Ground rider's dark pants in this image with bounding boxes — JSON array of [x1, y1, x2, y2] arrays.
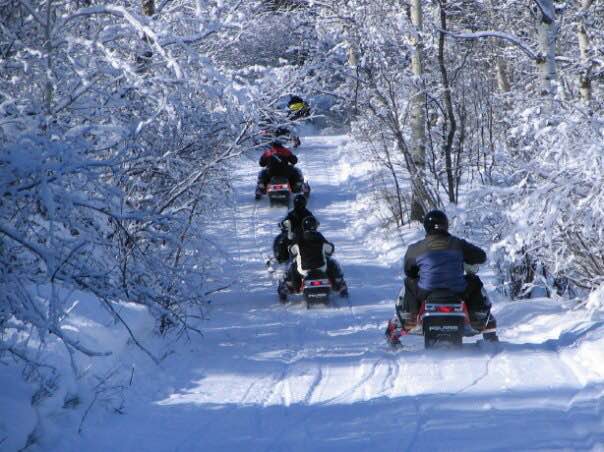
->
[[399, 273, 490, 321], [273, 232, 290, 263]]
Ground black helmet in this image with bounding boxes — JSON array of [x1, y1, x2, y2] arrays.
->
[[423, 209, 448, 233], [302, 215, 318, 232], [270, 140, 283, 147], [293, 194, 307, 210]]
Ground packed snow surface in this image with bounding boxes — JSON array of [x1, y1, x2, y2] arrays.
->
[[5, 135, 604, 451]]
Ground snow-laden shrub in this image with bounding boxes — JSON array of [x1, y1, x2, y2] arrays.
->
[[496, 107, 604, 291], [586, 284, 604, 313], [0, 0, 256, 372]]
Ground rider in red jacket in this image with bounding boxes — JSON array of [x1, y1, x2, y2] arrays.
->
[[259, 141, 298, 167], [256, 141, 305, 199]]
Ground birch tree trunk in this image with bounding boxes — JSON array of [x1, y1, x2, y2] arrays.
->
[[534, 0, 558, 96], [45, 0, 54, 114], [347, 44, 357, 67], [487, 0, 511, 93], [495, 58, 511, 93], [577, 0, 593, 102], [409, 0, 428, 220]]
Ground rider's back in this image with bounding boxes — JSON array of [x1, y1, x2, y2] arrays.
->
[[283, 207, 313, 240], [260, 145, 296, 166], [404, 232, 486, 293], [292, 231, 333, 271]]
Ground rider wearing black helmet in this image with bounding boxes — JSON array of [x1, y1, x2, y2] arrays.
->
[[273, 195, 313, 263], [279, 215, 348, 298], [282, 195, 313, 241], [387, 209, 497, 343], [256, 141, 305, 199]]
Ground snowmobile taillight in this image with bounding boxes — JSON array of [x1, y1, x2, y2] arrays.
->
[[424, 303, 464, 314], [305, 279, 330, 288], [268, 184, 289, 191]]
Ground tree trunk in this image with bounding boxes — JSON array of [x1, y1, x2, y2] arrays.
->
[[383, 142, 405, 227], [534, 0, 557, 96], [437, 0, 457, 204], [409, 0, 428, 220], [495, 58, 511, 93], [487, 0, 511, 93], [577, 0, 592, 102], [346, 41, 358, 67], [142, 0, 155, 16], [45, 0, 54, 114]]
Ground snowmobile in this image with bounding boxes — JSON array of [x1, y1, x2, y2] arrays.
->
[[419, 290, 472, 348], [266, 176, 291, 207], [277, 270, 330, 307], [256, 175, 310, 206], [278, 269, 347, 308], [386, 290, 496, 349], [302, 269, 332, 307]]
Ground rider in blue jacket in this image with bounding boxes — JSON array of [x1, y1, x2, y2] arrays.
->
[[387, 210, 498, 344]]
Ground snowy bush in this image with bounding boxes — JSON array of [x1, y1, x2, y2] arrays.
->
[[0, 0, 258, 374], [499, 107, 604, 291]]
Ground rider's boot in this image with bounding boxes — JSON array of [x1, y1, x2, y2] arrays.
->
[[302, 180, 310, 198], [482, 315, 499, 342], [385, 317, 402, 346], [470, 308, 499, 342], [397, 310, 418, 333], [255, 183, 266, 200], [332, 277, 349, 297], [277, 279, 289, 302]]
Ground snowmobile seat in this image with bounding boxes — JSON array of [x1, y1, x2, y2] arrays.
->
[[425, 289, 460, 304]]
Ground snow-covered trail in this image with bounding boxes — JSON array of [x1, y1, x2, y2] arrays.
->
[[60, 136, 604, 452]]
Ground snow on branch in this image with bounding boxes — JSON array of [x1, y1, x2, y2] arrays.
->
[[159, 123, 251, 214], [440, 30, 540, 61], [59, 5, 182, 78], [0, 223, 50, 267], [16, 0, 47, 27]]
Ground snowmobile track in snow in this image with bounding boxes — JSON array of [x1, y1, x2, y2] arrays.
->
[[56, 135, 604, 452]]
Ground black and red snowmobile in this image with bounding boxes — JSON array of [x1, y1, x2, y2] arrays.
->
[[266, 176, 291, 207], [385, 289, 497, 349]]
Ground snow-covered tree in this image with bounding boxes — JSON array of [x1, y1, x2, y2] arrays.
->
[[0, 0, 258, 369]]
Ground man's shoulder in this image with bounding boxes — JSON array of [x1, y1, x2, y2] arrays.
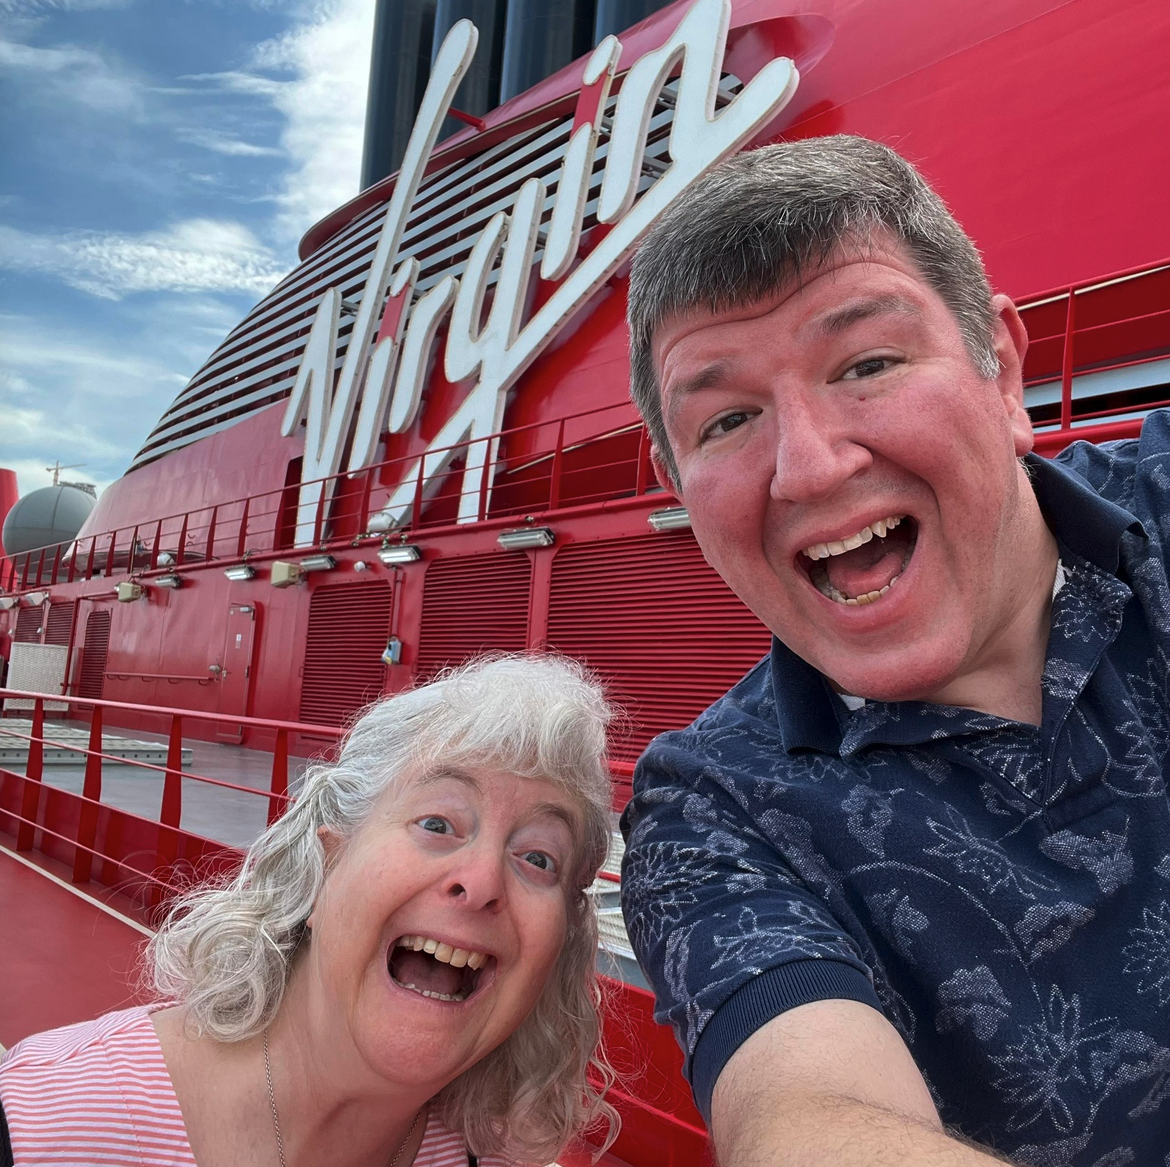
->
[[1053, 408, 1170, 512]]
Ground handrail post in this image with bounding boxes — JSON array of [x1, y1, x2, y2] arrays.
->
[[127, 525, 140, 574], [237, 498, 251, 559], [313, 480, 327, 544], [358, 468, 373, 533], [1060, 289, 1076, 432], [205, 506, 218, 561], [412, 456, 426, 528], [155, 713, 184, 906], [635, 426, 651, 495], [549, 419, 565, 510], [477, 438, 491, 522], [73, 705, 103, 883], [86, 535, 97, 581], [50, 541, 63, 585], [16, 697, 45, 851], [269, 728, 289, 826], [36, 546, 46, 586], [150, 519, 162, 570], [176, 513, 189, 567]]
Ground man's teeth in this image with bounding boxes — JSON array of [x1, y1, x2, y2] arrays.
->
[[822, 575, 901, 606], [396, 934, 487, 971], [804, 515, 904, 561]]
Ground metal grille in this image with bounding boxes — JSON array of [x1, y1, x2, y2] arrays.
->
[[44, 602, 75, 647], [14, 606, 43, 644], [546, 531, 772, 761], [77, 609, 111, 700], [414, 554, 532, 681], [299, 581, 393, 727], [131, 75, 741, 470]]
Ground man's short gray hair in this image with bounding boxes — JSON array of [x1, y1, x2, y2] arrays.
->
[[628, 135, 1000, 484], [148, 654, 617, 1163]]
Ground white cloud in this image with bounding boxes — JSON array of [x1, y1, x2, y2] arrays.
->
[[175, 127, 283, 157], [0, 36, 144, 115], [0, 219, 289, 299], [251, 0, 374, 243]]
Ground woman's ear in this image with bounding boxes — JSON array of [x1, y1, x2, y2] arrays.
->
[[307, 826, 343, 930]]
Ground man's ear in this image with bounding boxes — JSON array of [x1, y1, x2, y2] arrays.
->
[[990, 293, 1033, 457], [651, 446, 680, 496]]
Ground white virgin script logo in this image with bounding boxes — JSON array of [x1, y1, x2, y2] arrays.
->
[[281, 0, 799, 543]]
--
Action item | Please copy, exactly and with nothing else, the lines above beginning at the line that has "Ground snowmobile taillight" and ending with the line that has "Ground snow on".

Reply to the task |
Ground snowmobile taillight in this image with bounding boxes — JSON array of [x1, y1, x2, y2] arrays.
->
[[424, 303, 464, 314], [305, 279, 330, 288], [268, 184, 289, 191]]
Ground tree trunk in this image with bounding boxes — JSON array of [x1, y1, x2, y2] arrays.
->
[[383, 142, 405, 227], [534, 0, 557, 96], [437, 0, 457, 204], [409, 0, 428, 220], [495, 58, 511, 93], [487, 0, 511, 93], [577, 0, 592, 102], [346, 41, 358, 67], [142, 0, 155, 16], [45, 0, 54, 114]]
Ground snowmobile in this image with bounding boxes — JSON array of [x1, y1, x2, y2] arrays.
->
[[419, 290, 472, 348], [266, 176, 291, 207], [277, 270, 330, 307], [256, 175, 310, 206], [278, 269, 347, 308], [386, 290, 496, 349], [302, 269, 332, 307]]
Ground rider in blue jacket in this image with bounding boxes — JSON array of [x1, y1, x2, y2] arrays.
->
[[387, 210, 498, 344]]
Ground snowy bush in this image with bounding boxes — JSON array of [x1, y1, x2, y2] arrays.
->
[[0, 0, 258, 374], [499, 107, 604, 291]]
Ground rider's boot in this image with bounding boxes — JSON array of [x1, y1, x2, y2] arrays.
->
[[302, 180, 310, 198], [482, 315, 499, 342], [385, 317, 402, 346], [470, 308, 499, 342], [397, 310, 418, 333], [255, 183, 266, 200], [332, 277, 349, 297], [277, 279, 289, 302]]
Ground snowmobile seat in this image with bounding boxes — JSON array of [x1, y1, x2, y2] arrays.
->
[[425, 289, 460, 304]]
Ground snow-covered trail in this image with bounding boxes — JSON array of [x1, y1, x2, y2] arrays.
->
[[60, 136, 604, 452]]
Ground snow on branch in this image with bounding boxes — JSON array of [x1, y1, x2, y2] arrays.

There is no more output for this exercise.